* [TASK DIRECTIONS] From the mailing-list post about BF2 server lag below, repeat word for word the passage from "This mail is" to "Linux-servers as well.".

* [TEXT SHOWN]

[Fwd: Re: [bf2ranked] Overshot frames and CPU usage]

"Einar S. Idsø" esi at itk.ntnu.no
Tue Oct 11 04:23:48 EDT 2005

Hash: SHA1

Hi everyone,

This mail is the result of a discussion on the BF2 ranked server
provider list. It concerns the influence on jiffies - the scheduler Hz -
in Linux on the BF2 server performance. I thought the results might be
of interest to people on this list who run Linux-servers as well.

First follows an introduction for this list. Below that is my original
mail as sent to the ranked list.

- ------------
Having been troubled with people complaining about lag on our servers
while the servers were running at 50-70% CPU-load, we have been looking
into alternative reasons for the lag. In addition to the obvious ones
such as client-lag and network-problems between client and server, we
stumbled upon another potential reason for lag specifically for

As we all know, the BF-series uses significantly more CPU under the 2.6
kernel than under 2.4. The reason for this is the fact that the 2.6
kernel by default performs task-switching at a frequency of 1000Hz,
while the 2.4 kernel does the same at 100Hz. Well, that's not really the
real reason since I know of no other program that exhibits this
difference in behaviour. Obviously there's something fish in the way BF2
schedules, but the point is that by reducing the scheduling-Hz, called
jiffies, one can reduce the CPU-load of the BF-series games. In order to
reduce CPU-load we reduced the jiffies to 200 ("define HZ" in
/usr/src/linux/include/asm/param.h, recompile kernel), going from ~8%
CPU-usage to ~1% with an empty server on an Opteron 2.4GHz. We should
NOT have done this :P

In the BF2 server console one can see the following at the top right:
 Average FPS:  34 [d:0, o:32]

The FPS is the number of server updates performed per second. The d
indicaties dropped frames (the server can't keep up), while the o means
overshot frames (gameticks and physics ticks go out of sync). On our
servers we observed the o-value going into the hundred thousands,
typically increasing by 2-3 values per second. The FPS was also stuck at
around 30. This happened because the scheduler, running at 200Hz,
doesn't switch tasks at a high enough resolution to produce a steady
frame-output at a higher FPS. I therefore tried out different Hz-values
in an attempt to look for the "optimal" jiffies for a BF2 server
platform - combining high FPS and no unnecessary overshot frames with
low CPU usage. The results follow below.

Results as posted to the BF2 ranked list
- ----------------------------------------

Here are the results of my tests.

* [DATA]
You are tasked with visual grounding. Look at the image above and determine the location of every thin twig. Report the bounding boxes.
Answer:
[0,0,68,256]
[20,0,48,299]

* [WORKED SOLUTION]
This mail is the result of a discussion on the BF2 ranked server
provider list. It concerns the influence on jiffies - the scheduler Hz -
in Linux on the BF2 server performance. I thought the results might be
of interest to people on this list who run Linux-servers as well.